Provided information ▸
══════════
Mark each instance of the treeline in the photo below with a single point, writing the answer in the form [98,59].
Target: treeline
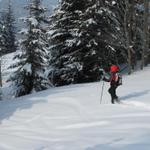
[80,36]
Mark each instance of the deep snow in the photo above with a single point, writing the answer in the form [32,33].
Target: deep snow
[72,118]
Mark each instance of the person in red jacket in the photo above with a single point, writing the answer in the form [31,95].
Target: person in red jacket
[113,83]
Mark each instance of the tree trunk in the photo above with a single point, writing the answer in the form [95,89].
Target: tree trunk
[145,33]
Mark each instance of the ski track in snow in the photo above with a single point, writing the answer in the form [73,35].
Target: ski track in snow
[72,118]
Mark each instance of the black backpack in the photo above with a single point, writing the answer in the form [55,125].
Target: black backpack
[119,80]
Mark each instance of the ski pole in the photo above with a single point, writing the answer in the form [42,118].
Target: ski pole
[102,93]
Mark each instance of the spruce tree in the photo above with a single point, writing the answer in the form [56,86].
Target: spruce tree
[9,30]
[63,38]
[96,40]
[30,75]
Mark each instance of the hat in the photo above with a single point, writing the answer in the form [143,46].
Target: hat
[113,68]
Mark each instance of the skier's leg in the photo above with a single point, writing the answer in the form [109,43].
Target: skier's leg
[111,93]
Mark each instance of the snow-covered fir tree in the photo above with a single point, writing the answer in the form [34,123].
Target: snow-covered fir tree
[30,75]
[63,37]
[83,34]
[9,30]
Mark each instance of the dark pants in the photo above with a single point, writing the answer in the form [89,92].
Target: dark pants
[112,91]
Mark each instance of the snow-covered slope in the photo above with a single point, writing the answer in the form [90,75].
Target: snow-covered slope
[72,118]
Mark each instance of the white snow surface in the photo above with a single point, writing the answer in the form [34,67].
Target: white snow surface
[72,118]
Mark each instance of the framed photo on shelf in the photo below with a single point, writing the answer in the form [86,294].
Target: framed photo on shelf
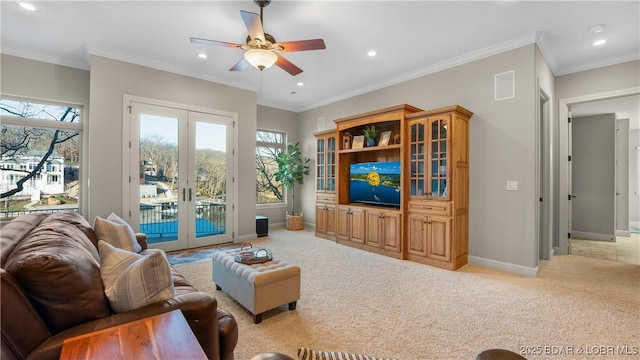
[358,142]
[384,138]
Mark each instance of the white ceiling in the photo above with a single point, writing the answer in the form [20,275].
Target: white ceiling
[412,38]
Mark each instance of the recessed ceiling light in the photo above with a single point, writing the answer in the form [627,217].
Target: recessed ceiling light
[27,6]
[599,42]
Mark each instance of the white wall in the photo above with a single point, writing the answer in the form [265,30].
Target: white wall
[502,224]
[111,80]
[280,120]
[634,178]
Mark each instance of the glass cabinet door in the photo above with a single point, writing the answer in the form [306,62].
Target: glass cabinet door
[438,159]
[331,163]
[320,162]
[416,160]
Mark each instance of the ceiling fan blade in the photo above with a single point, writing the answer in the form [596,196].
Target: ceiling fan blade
[288,66]
[254,25]
[302,45]
[214,42]
[241,65]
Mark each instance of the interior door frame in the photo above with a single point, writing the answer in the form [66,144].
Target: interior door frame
[132,170]
[545,173]
[564,151]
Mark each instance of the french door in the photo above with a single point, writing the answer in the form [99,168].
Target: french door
[181,161]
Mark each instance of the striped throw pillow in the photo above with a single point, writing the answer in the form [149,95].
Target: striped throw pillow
[132,280]
[116,232]
[310,354]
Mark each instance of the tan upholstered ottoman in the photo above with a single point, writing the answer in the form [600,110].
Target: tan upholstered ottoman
[258,287]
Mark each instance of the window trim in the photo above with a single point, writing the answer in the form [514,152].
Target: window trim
[284,203]
[83,142]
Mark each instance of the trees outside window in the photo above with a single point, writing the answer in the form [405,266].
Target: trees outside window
[268,145]
[39,153]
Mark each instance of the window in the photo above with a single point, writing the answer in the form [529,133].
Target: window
[268,145]
[40,146]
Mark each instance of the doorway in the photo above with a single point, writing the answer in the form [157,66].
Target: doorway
[564,178]
[181,174]
[545,174]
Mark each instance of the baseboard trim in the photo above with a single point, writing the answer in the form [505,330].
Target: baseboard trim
[591,236]
[624,233]
[504,266]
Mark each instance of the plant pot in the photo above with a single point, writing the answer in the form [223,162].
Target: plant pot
[371,142]
[295,222]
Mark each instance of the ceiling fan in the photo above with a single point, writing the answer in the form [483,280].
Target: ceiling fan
[262,49]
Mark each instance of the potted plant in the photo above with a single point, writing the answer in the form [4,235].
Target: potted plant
[292,167]
[371,134]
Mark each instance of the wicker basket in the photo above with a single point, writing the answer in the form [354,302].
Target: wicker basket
[295,222]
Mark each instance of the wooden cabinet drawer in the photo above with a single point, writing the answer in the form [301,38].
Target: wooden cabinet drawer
[326,197]
[431,207]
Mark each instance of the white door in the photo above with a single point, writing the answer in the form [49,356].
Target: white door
[181,194]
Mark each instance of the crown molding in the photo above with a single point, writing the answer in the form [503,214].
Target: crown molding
[614,60]
[431,69]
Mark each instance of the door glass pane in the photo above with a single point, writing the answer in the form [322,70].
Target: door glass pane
[331,164]
[211,179]
[158,178]
[320,165]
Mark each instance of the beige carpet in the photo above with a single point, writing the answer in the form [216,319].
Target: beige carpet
[361,302]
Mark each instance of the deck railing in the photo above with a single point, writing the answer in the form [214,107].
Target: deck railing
[159,222]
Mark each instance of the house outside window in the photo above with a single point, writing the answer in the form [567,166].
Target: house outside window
[268,144]
[40,148]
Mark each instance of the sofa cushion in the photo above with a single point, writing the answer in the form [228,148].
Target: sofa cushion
[134,280]
[58,268]
[116,232]
[15,230]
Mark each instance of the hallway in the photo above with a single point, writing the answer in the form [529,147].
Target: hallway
[624,249]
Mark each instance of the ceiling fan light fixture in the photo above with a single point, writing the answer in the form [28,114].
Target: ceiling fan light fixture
[260,59]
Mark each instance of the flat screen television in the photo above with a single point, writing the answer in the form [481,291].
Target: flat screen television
[375,183]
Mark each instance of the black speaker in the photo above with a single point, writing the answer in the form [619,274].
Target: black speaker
[262,226]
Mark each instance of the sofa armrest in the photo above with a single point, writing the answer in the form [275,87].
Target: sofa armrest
[142,240]
[198,308]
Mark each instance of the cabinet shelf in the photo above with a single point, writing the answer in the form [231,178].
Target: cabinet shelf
[371,148]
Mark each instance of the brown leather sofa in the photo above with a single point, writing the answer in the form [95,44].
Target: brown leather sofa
[51,290]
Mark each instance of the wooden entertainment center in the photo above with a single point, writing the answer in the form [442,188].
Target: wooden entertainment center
[407,196]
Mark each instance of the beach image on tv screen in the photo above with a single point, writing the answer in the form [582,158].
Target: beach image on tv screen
[375,183]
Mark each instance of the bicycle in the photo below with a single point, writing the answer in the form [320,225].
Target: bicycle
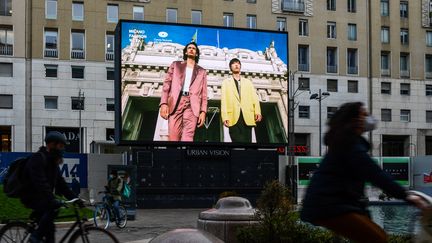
[104,212]
[20,231]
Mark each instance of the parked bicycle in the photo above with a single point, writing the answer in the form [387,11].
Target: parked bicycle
[104,213]
[80,231]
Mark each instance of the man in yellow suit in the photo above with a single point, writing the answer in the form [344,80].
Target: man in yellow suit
[240,108]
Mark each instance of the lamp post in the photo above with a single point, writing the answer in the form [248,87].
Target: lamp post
[319,96]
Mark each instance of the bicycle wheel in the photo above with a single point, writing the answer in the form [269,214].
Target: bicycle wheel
[122,221]
[101,217]
[93,234]
[14,232]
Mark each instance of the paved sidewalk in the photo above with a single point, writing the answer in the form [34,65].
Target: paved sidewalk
[150,223]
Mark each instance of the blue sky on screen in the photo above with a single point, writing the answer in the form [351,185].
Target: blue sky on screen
[252,40]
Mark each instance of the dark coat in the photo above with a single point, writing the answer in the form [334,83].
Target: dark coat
[337,186]
[44,178]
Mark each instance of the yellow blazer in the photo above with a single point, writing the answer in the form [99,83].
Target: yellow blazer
[231,102]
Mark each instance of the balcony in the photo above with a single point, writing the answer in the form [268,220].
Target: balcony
[303,67]
[51,53]
[109,56]
[77,54]
[385,72]
[352,70]
[404,73]
[293,6]
[331,69]
[6,50]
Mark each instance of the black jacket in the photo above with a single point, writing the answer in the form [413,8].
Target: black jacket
[337,186]
[43,179]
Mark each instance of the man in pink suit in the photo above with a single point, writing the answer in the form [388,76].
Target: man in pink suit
[184,96]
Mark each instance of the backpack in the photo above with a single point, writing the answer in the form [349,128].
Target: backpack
[14,181]
[126,190]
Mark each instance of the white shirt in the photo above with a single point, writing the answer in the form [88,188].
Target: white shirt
[188,79]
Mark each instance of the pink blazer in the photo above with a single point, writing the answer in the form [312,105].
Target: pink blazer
[173,85]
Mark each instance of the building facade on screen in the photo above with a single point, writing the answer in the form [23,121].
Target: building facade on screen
[379,54]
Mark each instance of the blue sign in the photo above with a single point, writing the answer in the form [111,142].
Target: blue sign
[75,165]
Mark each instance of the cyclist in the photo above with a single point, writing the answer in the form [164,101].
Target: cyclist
[334,196]
[43,179]
[114,188]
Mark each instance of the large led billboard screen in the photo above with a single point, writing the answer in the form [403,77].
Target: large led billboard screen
[187,84]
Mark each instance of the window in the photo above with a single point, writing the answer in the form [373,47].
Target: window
[352,6]
[138,13]
[386,115]
[6,69]
[428,88]
[110,73]
[404,64]
[384,8]
[405,116]
[303,58]
[51,40]
[404,36]
[331,5]
[303,27]
[429,116]
[251,21]
[5,7]
[405,89]
[429,38]
[303,83]
[352,86]
[77,11]
[6,40]
[109,47]
[110,104]
[304,112]
[51,9]
[281,24]
[6,101]
[196,16]
[51,102]
[78,103]
[332,60]
[331,111]
[51,70]
[385,63]
[385,34]
[78,45]
[404,9]
[228,20]
[78,72]
[385,88]
[352,32]
[171,15]
[428,66]
[332,85]
[352,61]
[331,30]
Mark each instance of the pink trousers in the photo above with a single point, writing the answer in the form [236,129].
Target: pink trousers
[182,124]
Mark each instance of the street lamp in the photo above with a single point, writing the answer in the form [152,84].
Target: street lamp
[319,96]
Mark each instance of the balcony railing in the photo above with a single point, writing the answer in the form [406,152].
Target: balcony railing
[6,50]
[404,73]
[293,6]
[352,70]
[51,52]
[385,72]
[109,56]
[303,67]
[331,69]
[77,54]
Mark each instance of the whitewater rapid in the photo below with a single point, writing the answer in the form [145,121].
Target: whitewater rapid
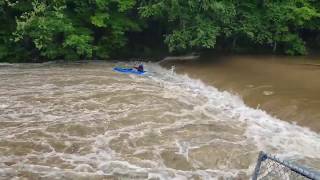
[86,121]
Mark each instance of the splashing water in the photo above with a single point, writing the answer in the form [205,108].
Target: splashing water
[86,121]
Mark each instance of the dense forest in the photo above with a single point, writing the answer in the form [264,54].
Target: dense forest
[37,30]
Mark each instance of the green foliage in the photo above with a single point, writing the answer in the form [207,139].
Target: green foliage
[68,29]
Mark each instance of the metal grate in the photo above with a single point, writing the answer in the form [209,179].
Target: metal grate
[271,168]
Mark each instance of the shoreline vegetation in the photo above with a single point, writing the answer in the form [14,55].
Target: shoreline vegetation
[39,31]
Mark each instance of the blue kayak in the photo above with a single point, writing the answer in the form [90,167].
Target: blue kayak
[128,71]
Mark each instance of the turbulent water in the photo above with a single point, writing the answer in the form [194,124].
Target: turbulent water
[84,121]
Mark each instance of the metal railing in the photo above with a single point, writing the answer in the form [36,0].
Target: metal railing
[271,167]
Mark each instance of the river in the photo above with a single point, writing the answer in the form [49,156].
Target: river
[84,121]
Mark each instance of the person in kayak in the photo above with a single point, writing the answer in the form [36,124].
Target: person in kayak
[139,68]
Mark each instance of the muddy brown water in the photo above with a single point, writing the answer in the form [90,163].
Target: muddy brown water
[85,121]
[285,87]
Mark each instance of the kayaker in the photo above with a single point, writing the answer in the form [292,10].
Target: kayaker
[139,68]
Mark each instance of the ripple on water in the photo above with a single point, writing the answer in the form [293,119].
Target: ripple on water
[66,122]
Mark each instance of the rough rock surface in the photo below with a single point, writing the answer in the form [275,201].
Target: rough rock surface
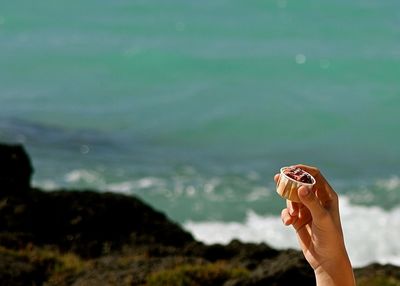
══════════
Task prompt ▸ Across the records above, return every line that contains the word "rock".

Result below ▸
Mark each instance of the rough rock surface in the photo below with a single point, writing the answer in the form [275,201].
Target: rough rock surface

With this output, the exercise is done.